SUPPLIED MATERIAL START

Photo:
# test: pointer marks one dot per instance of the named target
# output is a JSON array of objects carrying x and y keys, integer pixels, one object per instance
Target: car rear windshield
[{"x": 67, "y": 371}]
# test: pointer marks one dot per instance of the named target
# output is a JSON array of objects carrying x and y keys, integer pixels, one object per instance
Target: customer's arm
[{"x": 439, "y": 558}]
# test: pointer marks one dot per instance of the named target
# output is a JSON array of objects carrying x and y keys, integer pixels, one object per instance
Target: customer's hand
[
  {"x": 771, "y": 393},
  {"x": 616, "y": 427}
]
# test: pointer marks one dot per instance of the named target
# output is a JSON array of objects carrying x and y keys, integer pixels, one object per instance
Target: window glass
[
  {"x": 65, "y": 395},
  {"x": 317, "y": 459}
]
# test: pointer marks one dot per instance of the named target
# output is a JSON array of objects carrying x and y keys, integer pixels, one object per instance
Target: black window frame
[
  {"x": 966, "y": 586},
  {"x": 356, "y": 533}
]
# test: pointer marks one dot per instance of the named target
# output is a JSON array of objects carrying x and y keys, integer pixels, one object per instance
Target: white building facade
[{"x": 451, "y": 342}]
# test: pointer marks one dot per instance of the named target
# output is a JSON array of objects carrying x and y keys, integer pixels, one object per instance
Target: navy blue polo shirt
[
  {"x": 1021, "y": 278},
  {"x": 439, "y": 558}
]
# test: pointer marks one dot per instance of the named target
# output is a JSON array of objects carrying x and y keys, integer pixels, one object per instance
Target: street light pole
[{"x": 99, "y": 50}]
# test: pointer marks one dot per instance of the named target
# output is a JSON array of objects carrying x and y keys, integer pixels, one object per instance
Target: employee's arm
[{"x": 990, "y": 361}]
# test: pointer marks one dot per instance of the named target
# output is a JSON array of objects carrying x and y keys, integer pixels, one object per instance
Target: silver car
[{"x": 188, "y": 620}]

SUPPLIED MATERIAL END

# [DIRECTIONS FOR THIS TASK]
Every piece of the data is to be set down again exactly.

# [PROBLEM SOLUTION]
Photo:
# test: pointer marks one dot per instance of the named target
# output is a JSON array of objects carrying x and y keys, integer pixels, one object per instance
Target: car rear windshield
[{"x": 67, "y": 371}]
# test: pointer marks one dot per instance of the named target
# output is a JSON array of objects carrying x and y keys, integer pixels, one object per instance
Target: customer's arm
[{"x": 439, "y": 558}]
# test: pointer marks one dot per instance of the named target
# output is a JSON array of objects carrying x and y keys, integer pixels, one object per instance
Target: customer's hand
[
  {"x": 771, "y": 393},
  {"x": 616, "y": 427}
]
# test: pointer marks one dot per instance of the named target
# output is a JSON array of objects carrying x and y keys, integer pixels, one object per instance
Target: window glass
[
  {"x": 65, "y": 395},
  {"x": 317, "y": 459}
]
# test: pointer marks one dot per instance of the named target
# output is a JSON array of objects carrying x and y keys, integer pixels, one object per instance
Target: black window frame
[
  {"x": 966, "y": 586},
  {"x": 356, "y": 533}
]
# test: pointer marks one dot per instance of the named target
# output is a JSON array of objects carrying x and y keys, integer pixels, one object per instance
Target: white building facade
[{"x": 451, "y": 342}]
# test: pointer marks one dot per instance of the named target
# output is a JSON array of objects carrying x and y keys, integer pixels, one object per instance
Target: navy blue polo shirt
[
  {"x": 1021, "y": 278},
  {"x": 439, "y": 558}
]
# test: pointer marks one dot per instance of the named target
# output is a JSON array of objects carrying x and y keys, integer pixels, one object per instance
Target: street light pole
[{"x": 99, "y": 50}]
# test: pointer marks one dot per instance of the named target
# output is a JSON array of objects carrying x and y keys, integer pixels, one object per instance
Target: employee's arm
[{"x": 990, "y": 361}]
# test: pointer marks one dot per instance of the named target
# output is a JSON array of objects carrying x and y keys, integer pixels, one object per instance
Target: silver car
[{"x": 188, "y": 620}]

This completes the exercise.